# What to produce
Continue the blog's six-month review of its readership and its own shortcomings, picking up after its final sentence.

# Text passage
-.-.-
The back-to-back big stories caused our number of new readers to surge. But looking back to mid-April, I judge it was the diversity of stories that kept readers coming back. Along with many more “uniques,” our pageviews per reader also grew. By the end of April our number of readers was about 40 percent higher than when I started in February.
Since April we have lost about half that gain, but August (weirdly) looks to be our best month since April. Readership is already more than 20 percent above last August — with seven days remaining.
We continue to have our largest concentration of readers in the DC area, with 40 to 60 percent depending on the day. But our spread is wider than six months ago.
I have been surprised that quantity of readers does not correlate with quantity of comments, and even less with quality of comments. The topics attracting the most conversation have been (at least to me) unpredictable. I spent a number of years in higher education and accreditation. I would have never expected a guest post on accreditation of HS education to attract such sustained discussion.
Another guest post, this time on issues of leadership and command in dynamic situations generated even more comments (in response to the latter and a follow-on post). Further, your comments were considered, detailed, and expert.
The Watch has given considerable attention to resilience and our readers have contributed a great deal to moving this from concept, to strategy, to implementation. (See in particular here and here.) Blogs that matter spark discussion, here’s hoping that in the months ahead, I write less and you write more.
Some self-critique and thoughts for the next six months:
I have been too responsive. It is much easier to respond to unfolding events than to dig deep and think fresh.
Partly because I have been so responsive, I have not given enough sustained and focused attention to the development (emergence?) of homeland security strategy. Maybe strategy is being developed through the Secretary’s Five Priorities, or the QHSR, or beneath the high ceilings of the OEOB (or even in cramped cubicles across DC). Strategy might even be bubbling up from State and local innovations (or stubborn resistance). But in any case, my attention to strategy has been episodic and inconsistent.
-.-.-
# Records provided
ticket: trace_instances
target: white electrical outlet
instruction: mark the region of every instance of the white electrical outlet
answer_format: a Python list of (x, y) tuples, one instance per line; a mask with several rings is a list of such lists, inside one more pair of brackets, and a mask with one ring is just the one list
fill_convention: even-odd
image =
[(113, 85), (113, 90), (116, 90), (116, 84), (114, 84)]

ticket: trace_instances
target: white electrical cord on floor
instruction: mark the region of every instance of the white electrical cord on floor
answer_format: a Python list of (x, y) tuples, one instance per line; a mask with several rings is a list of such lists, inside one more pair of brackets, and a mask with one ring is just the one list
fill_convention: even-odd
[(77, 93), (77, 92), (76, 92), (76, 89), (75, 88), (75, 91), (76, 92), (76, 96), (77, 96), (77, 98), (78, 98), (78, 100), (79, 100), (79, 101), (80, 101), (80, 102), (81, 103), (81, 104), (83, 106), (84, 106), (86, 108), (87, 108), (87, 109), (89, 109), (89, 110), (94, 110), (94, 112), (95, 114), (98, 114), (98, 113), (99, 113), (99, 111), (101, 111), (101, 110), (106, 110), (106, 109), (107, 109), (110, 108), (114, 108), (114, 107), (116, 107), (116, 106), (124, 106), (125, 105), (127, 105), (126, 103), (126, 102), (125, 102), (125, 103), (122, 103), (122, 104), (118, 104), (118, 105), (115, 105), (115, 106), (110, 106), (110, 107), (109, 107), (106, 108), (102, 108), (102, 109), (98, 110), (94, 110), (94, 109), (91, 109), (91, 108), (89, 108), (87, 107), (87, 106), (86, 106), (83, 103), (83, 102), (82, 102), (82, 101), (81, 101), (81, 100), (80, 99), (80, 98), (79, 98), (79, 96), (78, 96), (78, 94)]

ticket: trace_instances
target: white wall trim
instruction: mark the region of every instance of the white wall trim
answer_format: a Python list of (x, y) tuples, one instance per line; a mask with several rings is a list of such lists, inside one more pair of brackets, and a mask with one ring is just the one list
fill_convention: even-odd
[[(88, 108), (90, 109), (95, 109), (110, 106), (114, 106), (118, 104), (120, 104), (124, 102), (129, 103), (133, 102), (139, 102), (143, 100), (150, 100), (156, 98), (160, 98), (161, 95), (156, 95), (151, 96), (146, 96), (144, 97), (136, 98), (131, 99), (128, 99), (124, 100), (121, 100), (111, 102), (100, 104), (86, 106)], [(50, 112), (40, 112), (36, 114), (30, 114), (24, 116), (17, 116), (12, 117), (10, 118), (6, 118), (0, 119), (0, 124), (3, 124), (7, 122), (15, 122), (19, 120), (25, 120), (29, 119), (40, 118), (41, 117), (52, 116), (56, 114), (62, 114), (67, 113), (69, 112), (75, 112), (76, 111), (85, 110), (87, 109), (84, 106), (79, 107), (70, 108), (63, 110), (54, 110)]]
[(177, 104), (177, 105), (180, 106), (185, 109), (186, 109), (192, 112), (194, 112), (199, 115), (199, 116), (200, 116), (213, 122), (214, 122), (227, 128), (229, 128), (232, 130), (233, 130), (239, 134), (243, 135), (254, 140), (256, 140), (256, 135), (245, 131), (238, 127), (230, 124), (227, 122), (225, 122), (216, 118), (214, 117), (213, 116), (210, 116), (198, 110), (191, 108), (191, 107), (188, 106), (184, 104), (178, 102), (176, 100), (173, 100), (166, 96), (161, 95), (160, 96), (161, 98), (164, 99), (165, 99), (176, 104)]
-.-.-
# Exercise response
I have not given enough attention to prevention and mitigation of catastrophic risk. I am pretty sure this must be at the core of an effective homeland security strategy. It will be expressed through a positive program to cultivate psychological, social, physical, economic, and constitutional resilience. But until more sustained consideration is given, that is barely a defendable hypothesis, not yet a theory, much less a practice.
Especially given your demonstrated interest in accreditation (who’d a thunk it!), I should give much more attention to education and professional development for homeland security. A strategy of resilience — or whatever we might talk through — will depend greatly on interagency, intergovernmental, and public-private research teaching, learning, and exercising together.
In the Night Watch, above, Rembrandt shows us a self-organizing Dutch homeland security force preparing itself for an evening’s work. It is a wonderfully compelling chaos. May the creative chaos of our Watch be as inspiring three years hence as Rembrandt’s is three centuries later.
Please use the comment function to tell us what would make Homeland Security Watch more meaningful to you over the next six months. Many thanks for your contributions.
(See a larger and clearer Night Watch at the Amsterdam Rijksmuseum, select extra large view)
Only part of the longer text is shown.